WHAT THE TASK ASKS =>
All of the data should be output character for character, except the pictures.

BEGIN SOURCE MATERIAL

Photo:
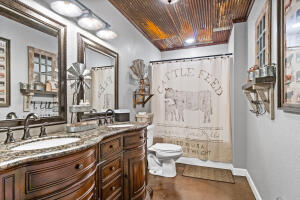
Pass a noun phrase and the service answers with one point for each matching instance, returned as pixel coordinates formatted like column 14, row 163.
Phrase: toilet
column 162, row 156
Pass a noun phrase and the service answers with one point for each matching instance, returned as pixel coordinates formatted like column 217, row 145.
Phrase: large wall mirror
column 103, row 64
column 32, row 66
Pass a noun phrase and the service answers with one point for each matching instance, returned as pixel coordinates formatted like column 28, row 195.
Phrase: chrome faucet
column 26, row 126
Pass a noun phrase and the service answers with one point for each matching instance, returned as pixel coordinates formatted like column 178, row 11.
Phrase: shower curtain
column 102, row 88
column 191, row 106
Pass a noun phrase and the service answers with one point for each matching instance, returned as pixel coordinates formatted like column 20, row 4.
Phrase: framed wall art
column 4, row 72
column 289, row 55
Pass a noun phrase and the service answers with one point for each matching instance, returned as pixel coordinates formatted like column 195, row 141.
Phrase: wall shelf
column 258, row 87
column 141, row 98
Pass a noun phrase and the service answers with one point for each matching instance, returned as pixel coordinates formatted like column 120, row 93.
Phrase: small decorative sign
column 4, row 72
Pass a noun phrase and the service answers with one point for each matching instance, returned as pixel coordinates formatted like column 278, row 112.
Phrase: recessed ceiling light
column 66, row 8
column 169, row 1
column 190, row 41
column 106, row 34
column 90, row 22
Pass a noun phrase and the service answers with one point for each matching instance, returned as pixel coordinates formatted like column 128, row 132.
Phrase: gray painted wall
column 273, row 153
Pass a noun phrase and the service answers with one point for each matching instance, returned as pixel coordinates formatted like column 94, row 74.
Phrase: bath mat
column 213, row 174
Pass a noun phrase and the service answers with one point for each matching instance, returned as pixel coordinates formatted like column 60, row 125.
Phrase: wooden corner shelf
column 141, row 98
column 258, row 87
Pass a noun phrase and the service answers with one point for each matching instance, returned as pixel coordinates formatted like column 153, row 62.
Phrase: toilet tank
column 150, row 135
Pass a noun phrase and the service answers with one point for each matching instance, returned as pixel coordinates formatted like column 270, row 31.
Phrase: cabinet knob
column 79, row 166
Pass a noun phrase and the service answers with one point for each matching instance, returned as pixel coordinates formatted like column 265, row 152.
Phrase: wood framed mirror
column 37, row 66
column 288, row 55
column 104, row 66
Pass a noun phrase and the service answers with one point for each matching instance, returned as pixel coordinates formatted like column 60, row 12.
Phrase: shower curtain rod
column 170, row 60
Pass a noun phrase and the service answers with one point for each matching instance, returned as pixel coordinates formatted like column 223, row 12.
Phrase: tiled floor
column 185, row 188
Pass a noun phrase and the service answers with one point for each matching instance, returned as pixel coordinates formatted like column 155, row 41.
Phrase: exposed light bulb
column 190, row 40
column 66, row 8
column 169, row 1
column 106, row 34
column 90, row 22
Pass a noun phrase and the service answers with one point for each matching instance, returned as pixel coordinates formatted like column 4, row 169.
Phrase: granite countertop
column 11, row 158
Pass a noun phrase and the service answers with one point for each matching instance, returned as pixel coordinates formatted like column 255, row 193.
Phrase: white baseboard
column 235, row 171
column 253, row 187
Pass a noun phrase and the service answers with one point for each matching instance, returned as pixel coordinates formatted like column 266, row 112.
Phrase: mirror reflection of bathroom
column 28, row 71
column 101, row 94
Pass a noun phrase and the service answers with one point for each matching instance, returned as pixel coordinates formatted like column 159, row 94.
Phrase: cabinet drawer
column 46, row 177
column 134, row 139
column 111, row 189
column 110, row 147
column 111, row 169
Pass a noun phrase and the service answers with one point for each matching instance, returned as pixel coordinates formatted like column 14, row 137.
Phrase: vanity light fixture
column 106, row 34
column 296, row 25
column 66, row 8
column 90, row 22
column 169, row 1
column 190, row 40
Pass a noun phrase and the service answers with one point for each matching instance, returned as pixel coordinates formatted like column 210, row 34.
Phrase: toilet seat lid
column 166, row 147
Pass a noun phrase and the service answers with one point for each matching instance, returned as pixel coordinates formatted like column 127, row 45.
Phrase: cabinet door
column 135, row 174
column 12, row 184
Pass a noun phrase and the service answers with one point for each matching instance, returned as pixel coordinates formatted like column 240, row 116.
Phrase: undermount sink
column 120, row 126
column 47, row 143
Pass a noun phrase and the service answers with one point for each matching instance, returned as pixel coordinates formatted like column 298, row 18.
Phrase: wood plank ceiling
column 167, row 26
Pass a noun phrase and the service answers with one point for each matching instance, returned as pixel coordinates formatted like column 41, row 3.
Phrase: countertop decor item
column 288, row 94
column 255, row 91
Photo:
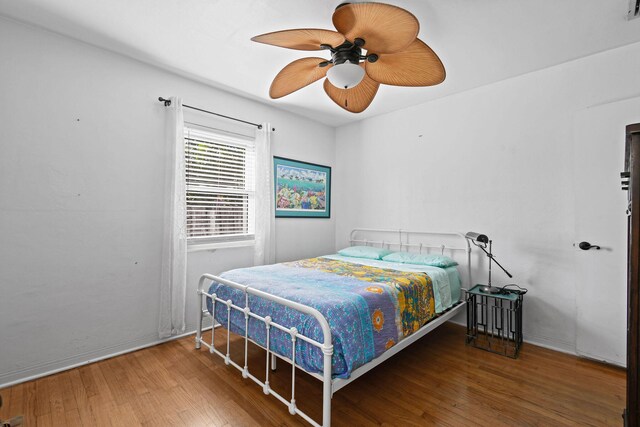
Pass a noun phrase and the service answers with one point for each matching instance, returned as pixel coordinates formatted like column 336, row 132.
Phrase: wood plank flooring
column 436, row 381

END SOURCE MATERIAL

RESULT FOR THIS EXERCISE =>
Photo:
Pass a noun phrase and the service answers with one point for each matching instance, returned as pixel coordinates formatted like column 14, row 163.
Phrase: toilet
column 162, row 156
Pass a noun phrase and the service answers with one point for each matching instance, returned as pixel coordinates formatted like column 217, row 145.
Phrase: large wall mirror
column 103, row 64
column 32, row 66
Pass a noun phrase and the service answers with one point for each matching instance, returned as pixel coordinates formatted like column 28, row 195.
Phrase: chrome faucet
column 26, row 126
Pass a noun phrase and the service answers with one point for each matching instance, returned as pixel coordinates formatted like column 178, row 11.
Phrase: shower curtain
column 102, row 88
column 191, row 106
Pass a noun phrase and the service answers with one point for each matching instance, returned as pixel coordinates formatted like column 20, row 4.
Phrase: framed wall art
column 4, row 72
column 289, row 55
Pass a noun phrase and the service answers with one point for each matching instance, returned as pixel coordinates formatted like column 195, row 141.
Phrase: wall shelf
column 258, row 87
column 141, row 98
Pass a noun phrase and the service answers with one point for each matching instance, returned as pixel coordinates formatted like column 120, row 93.
Phrase: small decorative sign
column 4, row 72
Pass a noun phrase and the service answers with one point for each matching instance, returned as pixel coordinates formatted like column 278, row 112.
Phrase: recessed ceiling light
column 66, row 8
column 169, row 1
column 190, row 41
column 106, row 34
column 90, row 22
Pass a noun phrase and the service answers with one point for each matching instance, returned as pixel coordinates formatted like column 128, row 132.
Phrase: gray painted wall
column 273, row 153
Pass a noun phrase and the service answers with one point for each matching instance, returned as pixel coordinates formatted like column 94, row 74.
Phrase: bath mat
column 213, row 174
Pass a noun phrase and the service answers with one point for each matching instance, returned as pixel coordinates formatted like column 60, row 125.
Phrase: wooden corner shelf
column 141, row 98
column 258, row 87
Pass a noun phrase and the service answers with one point for each matching instance, returned as pixel coordinates formatted like column 153, row 62.
Phrase: toilet tank
column 150, row 135
Pass a noun phrase and the service answers with one point for each matching instance, returned as pixel coordinates formatted like column 270, row 31.
Phrase: cabinet knob
column 79, row 166
Pass a noun phrase and the service answers with one point for each matching instance, returned as pixel coordinates formatted like column 265, row 152.
Phrase: wood framed mirror
column 37, row 66
column 288, row 55
column 104, row 66
Pass a noun phrase and the service answers with one point for each matching instance, returned as pixel coordinates formatted like column 60, row 12.
Phrase: shower curtain rod
column 170, row 60
Pass a noun phrase and the service answers with one point for each matching instance, returned as pixel coordinates formatted like column 223, row 12.
Phrase: tiled floor
column 185, row 188
Pass a noun phrase and the service answers with one point for each matching instance, returned as pixel coordinates formatted like column 155, row 41.
Phrase: exposed light bulb
column 190, row 40
column 66, row 8
column 169, row 1
column 106, row 34
column 90, row 22
Pass a noun phrase and the service answers with one point for each matching instance, returned as pixel coordinates formatted like column 4, row 169.
Phrase: granite countertop
column 11, row 158
Pass a noun phrase and the service answers with one point for each matching instance, returned as pixel coordinates formatted like column 255, row 193.
Phrase: white baseboard
column 235, row 171
column 253, row 187
Pass a noun phrase and the service answers with one point for each matching instance, returned as pixel coordinates formatted like column 266, row 112.
Phrase: mirror reflection of bathroom
column 28, row 71
column 101, row 94
Pass a noun phrase and the service answers with one point for each matching instance, returned as pixel coordinates formatted like column 159, row 94.
Phrase: cabinet drawer
column 46, row 177
column 134, row 139
column 111, row 189
column 110, row 147
column 111, row 169
Pass a noun phrase and the service answers with one point for each matching instance, returned as pixel coordinates formatted like column 14, row 137.
Phrase: vanity light fixture
column 106, row 34
column 296, row 25
column 66, row 8
column 90, row 22
column 169, row 1
column 190, row 40
Pass a noun phrase and the service answers with one point for each matching instance, returned as pixel coordinates formatted like column 210, row 34.
Phrase: toilet seat lid
column 166, row 147
Pass a noun phrase and the service answers with one point for each matching instance, returned as pixel coordinates formatted like column 127, row 45.
Phrase: cabinet door
column 135, row 174
column 12, row 184
Pass a noun phrase and the service answers with one point for each matching instance, returned as pixel coordinates formatted like column 240, row 116.
Phrase: undermount sink
column 120, row 126
column 47, row 143
Pass a noun phrase and the service answers with one point for each matching instance, returned as pixel coordinates formatted like column 298, row 18.
Phrase: wood plank ceiling
column 167, row 26
Pass a noun phrase and the service answers with one point for each matching instance, returned as pixel coordinates formatted like column 41, row 3.
Phrase: countertop decor item
column 288, row 94
column 255, row 91
Photo:
Pass a noun phrase and the service answers with one point for each matching instance, returned as pixel coordinates formatted like column 336, row 132.
Phrase: wood plank flooring
column 436, row 381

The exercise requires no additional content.